**DATA TO EXAMINE:**
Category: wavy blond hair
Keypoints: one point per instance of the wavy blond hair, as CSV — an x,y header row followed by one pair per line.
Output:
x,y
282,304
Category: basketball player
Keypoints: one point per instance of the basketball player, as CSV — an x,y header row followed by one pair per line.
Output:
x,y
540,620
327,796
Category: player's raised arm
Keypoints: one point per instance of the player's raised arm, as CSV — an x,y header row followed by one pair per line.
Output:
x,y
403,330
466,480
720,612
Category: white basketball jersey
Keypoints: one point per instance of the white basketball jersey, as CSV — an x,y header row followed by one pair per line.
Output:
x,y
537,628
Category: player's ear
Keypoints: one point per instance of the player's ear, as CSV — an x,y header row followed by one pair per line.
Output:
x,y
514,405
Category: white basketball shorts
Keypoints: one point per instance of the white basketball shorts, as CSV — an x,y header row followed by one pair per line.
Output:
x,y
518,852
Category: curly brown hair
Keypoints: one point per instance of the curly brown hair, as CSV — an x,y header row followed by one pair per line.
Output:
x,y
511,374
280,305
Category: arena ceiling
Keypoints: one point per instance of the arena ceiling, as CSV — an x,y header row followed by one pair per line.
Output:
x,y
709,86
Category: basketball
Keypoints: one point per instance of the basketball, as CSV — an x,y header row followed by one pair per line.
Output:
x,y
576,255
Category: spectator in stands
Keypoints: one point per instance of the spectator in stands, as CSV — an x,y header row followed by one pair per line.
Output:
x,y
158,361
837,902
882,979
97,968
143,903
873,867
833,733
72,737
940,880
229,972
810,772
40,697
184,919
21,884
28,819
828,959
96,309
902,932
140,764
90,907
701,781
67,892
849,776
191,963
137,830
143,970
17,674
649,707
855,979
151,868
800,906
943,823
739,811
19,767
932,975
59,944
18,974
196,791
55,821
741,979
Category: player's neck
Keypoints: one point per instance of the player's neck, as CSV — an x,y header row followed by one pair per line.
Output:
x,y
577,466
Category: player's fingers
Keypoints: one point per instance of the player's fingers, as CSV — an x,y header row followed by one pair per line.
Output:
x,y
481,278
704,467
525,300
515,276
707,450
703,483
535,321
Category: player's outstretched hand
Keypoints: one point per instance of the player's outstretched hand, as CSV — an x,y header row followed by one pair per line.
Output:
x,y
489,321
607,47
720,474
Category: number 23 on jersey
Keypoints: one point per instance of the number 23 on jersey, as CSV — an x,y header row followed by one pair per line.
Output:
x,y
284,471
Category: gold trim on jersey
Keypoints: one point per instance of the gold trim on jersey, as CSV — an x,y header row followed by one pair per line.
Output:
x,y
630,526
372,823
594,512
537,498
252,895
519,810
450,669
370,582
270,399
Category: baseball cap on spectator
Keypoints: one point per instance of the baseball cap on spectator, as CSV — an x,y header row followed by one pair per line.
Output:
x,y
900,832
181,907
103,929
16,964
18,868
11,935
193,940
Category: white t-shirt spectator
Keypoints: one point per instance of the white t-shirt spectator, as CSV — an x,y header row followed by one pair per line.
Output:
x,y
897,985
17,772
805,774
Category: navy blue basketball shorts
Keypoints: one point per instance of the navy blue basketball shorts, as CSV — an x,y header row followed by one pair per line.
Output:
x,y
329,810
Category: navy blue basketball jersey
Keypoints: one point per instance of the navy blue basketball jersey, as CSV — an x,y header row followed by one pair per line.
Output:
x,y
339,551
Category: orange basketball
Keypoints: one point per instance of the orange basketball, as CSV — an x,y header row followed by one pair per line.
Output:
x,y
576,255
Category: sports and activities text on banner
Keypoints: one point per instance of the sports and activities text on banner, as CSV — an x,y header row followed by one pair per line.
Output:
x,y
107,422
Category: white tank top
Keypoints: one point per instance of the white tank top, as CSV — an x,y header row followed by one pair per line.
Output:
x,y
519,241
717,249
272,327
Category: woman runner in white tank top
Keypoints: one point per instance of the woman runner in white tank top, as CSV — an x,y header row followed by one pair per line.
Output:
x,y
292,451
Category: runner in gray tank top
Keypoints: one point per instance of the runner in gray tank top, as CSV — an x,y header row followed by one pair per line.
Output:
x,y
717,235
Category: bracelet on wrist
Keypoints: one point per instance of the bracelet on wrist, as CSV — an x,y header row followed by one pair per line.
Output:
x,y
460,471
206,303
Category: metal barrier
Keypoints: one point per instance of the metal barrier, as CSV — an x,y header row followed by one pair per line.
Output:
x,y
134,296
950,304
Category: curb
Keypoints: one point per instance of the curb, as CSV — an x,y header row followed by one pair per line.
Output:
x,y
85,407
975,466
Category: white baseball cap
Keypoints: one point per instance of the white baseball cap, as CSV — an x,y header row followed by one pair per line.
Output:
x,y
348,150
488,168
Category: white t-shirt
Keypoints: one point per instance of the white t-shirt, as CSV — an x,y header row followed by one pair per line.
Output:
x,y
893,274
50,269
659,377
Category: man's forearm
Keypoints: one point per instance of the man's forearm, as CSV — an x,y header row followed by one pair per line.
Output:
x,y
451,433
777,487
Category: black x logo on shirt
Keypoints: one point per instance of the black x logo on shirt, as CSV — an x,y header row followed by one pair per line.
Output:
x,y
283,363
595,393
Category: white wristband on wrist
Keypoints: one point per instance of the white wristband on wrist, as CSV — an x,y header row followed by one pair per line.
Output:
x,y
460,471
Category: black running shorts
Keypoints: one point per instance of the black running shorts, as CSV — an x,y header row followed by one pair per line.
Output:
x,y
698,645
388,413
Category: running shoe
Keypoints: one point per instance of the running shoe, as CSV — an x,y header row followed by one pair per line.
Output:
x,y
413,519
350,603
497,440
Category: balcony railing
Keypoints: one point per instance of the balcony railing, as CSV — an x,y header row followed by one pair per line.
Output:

**PROBLEM TO SOLVE:** From the records above, please extract every line and repeat it exactly.

**ANSWER SECTION:**
Category: wavy blond hair
Keypoints: one point per instance of the wavy blond hair, as CSV — an x,y header row followed by one pair per line.
Output:
x,y
282,304
Category: basketball player
Keypoints: one point per instance of the basketball player, as CSV — an x,y header row followed by one pair per line.
Output:
x,y
540,620
327,796
Category: player's raised arm
Keypoints: one point per instance of the player's raised arm, as CSV — an x,y header row followed by one pair per line.
Output:
x,y
403,330
466,480
720,612
Category: white basketball jersey
Keypoints: one point per instance of the white basketball jersey, as CSV — an x,y header row followed by one pair per line.
Output:
x,y
537,628
Category: player's ear
Keypoints: one point per instance of the player's ear, as CSV — an x,y header row followed by one pair per line.
Output:
x,y
514,405
Category: white basketball shorts
Keypoints: one point per instance of the white basketball shorts, as CSV — an x,y header row followed by one pair per line.
Output:
x,y
518,852
Category: curly brown hair
Keypoints: one point per instance of the curly brown hair, as CSV — an x,y header row followed by one pair per line.
Output:
x,y
511,374
280,305
Category: arena ceiling
Keypoints: one point per instance of the arena ceiling, as CSV — an x,y header row followed by one pair per line.
Output:
x,y
709,86
Category: basketball
Keypoints: one point per instance of the basketball, as CSV — an x,y header row followed by one pair per line.
Output:
x,y
576,255
Category: spectator in stands
Keypoints: one point per instance of the spectator in stands, as CSV — an x,y header row followed by one pair per line.
Output:
x,y
158,361
837,902
882,979
97,968
143,903
873,867
833,733
72,737
940,880
229,972
810,772
40,697
184,919
21,884
28,819
828,959
96,309
902,932
140,764
90,907
701,781
67,892
849,776
191,963
137,830
143,970
17,674
649,707
855,979
151,868
800,906
943,823
739,811
19,767
932,975
59,944
18,974
196,791
55,821
741,979
Category: player's neck
Keypoints: one point per instance of the player's neck, as CSV — an x,y header row followed by one pair per line.
Output:
x,y
577,466
Category: player's fingers
Keypoints: one point per instance of the player's fingers, as CSV — an x,y header row followed by one pair per line.
Output:
x,y
481,278
704,467
525,300
515,276
707,450
703,483
535,321
Category: player's outstretched hand
Keypoints: one point per instance of the player's outstretched hand, as CSV — an x,y header row followed by one pair per line.
Output:
x,y
489,321
607,47
720,474
Category: number 23 on jersey
Keypoints: one point per instance of the number 23 on jersey, as CSV — an x,y header row followed by one pair per line.
Output:
x,y
284,471
Category: gold trim on jersey
Keypoints: one point per instance of the gold trim on jersey, as CSV — an x,y header row followed by one pair per line.
Output:
x,y
630,526
372,823
594,512
537,498
252,895
519,810
450,669
370,582
270,399
Category: baseball cap on spectator
Keypoints: one point per instance of the baseball cap on spectator, as CSV — an x,y header row followed by one pair per line.
Output:
x,y
900,832
181,907
103,929
16,964
18,868
11,935
193,940
Category: white t-shirt spectator
Keypoints: one point per instance of the white t-shirt spectator, as CSV — an x,y header row followed by one pair per line.
Output:
x,y
897,985
17,772
805,774
Category: navy blue basketball shorts
Keypoints: one point per instance of the navy blue basketball shorts, as CSV — an x,y header row followed by one pair per line.
Output:
x,y
329,810
Category: navy blue basketball jersey
Keypoints: one point per instance of the navy blue basketball jersey, as CSV — an x,y header row followed by one pair per line.
Output:
x,y
339,551
Category: orange basketball
Keypoints: one point per instance of the orange basketball, as CSV — an x,y header row followed by one pair per line.
Output:
x,y
576,255
Category: sports and activities text on banner
Keypoints: one point per instance of the sports and activities text on banner, as CSV — an x,y header row followed by one pair per line.
Output:
x,y
107,422
Category: white tank top
Keypoints: one point per instance of the white tank top, as CSV — an x,y header row followed by one pair per line.
Output:
x,y
519,241
717,249
272,327
Category: woman runner in white tank top
Keypoints: one point per instance of the woman runner in white tank top, as CSV — an x,y header row followed by one pair per line.
Output:
x,y
292,451
Category: runner in gray tank top
Keypoints: one point per instance of the runner in gray tank top, as CSV — an x,y header row followed by one pair per line.
Output:
x,y
717,235
Category: bracelet on wrist
Keypoints: one point per instance of the bracelet on wrist, as CSV — an x,y header row followed by one pair per line.
Output:
x,y
460,471
206,303
Category: metal barrier
Keypoints: one point per instance of the metal barrier, as CSV — an x,y header row followed by one pair per line.
Output:
x,y
134,296
950,304
Category: curb
Keypoints: one point per instance of the curb, as CSV — an x,y header row followed by one pair per line.
Output:
x,y
85,407
975,466
Category: white baseball cap
Keypoints: one point per instance of the white baseball cap, as CSV — an x,y header row followed by one pair per line.
Output:
x,y
348,150
488,168
Category: white t-shirt
Keypoints: one point per instance of the white t-shirt, as CSV — an x,y header row followed by one pair per line.
Output:
x,y
893,274
50,269
659,377
Category: man's forearm
Keypoints: one point per instance of the man's forearm, as CSV — an x,y header row followed by one pair per line.
Output:
x,y
451,433
777,487
Category: black x logo on shirt
Keypoints: one point per instance of the black x logo on shirt, as CSV — an x,y header row followed by one pair per line.
Output:
x,y
283,363
595,393
Category: white wristband on wrist
Keypoints: one point per instance of the white wristband on wrist, as CSV — an x,y header row followed by one pair per line.
Output:
x,y
460,471
Category: black running shorts
Keypoints: one point per instance of the black running shorts, as CSV — an x,y header row followed by one pair per line.
Output:
x,y
698,645
388,413
Category: running shoe
Keypoints: one point per instance of the running shoe, as CSV — an x,y header row followed by one pair per line.
Output:
x,y
413,519
350,603
497,440
Category: balcony railing
Keypoints: one point per instance of the balcony railing, as CSV — an x,y header row followed by one pair per line.
Output:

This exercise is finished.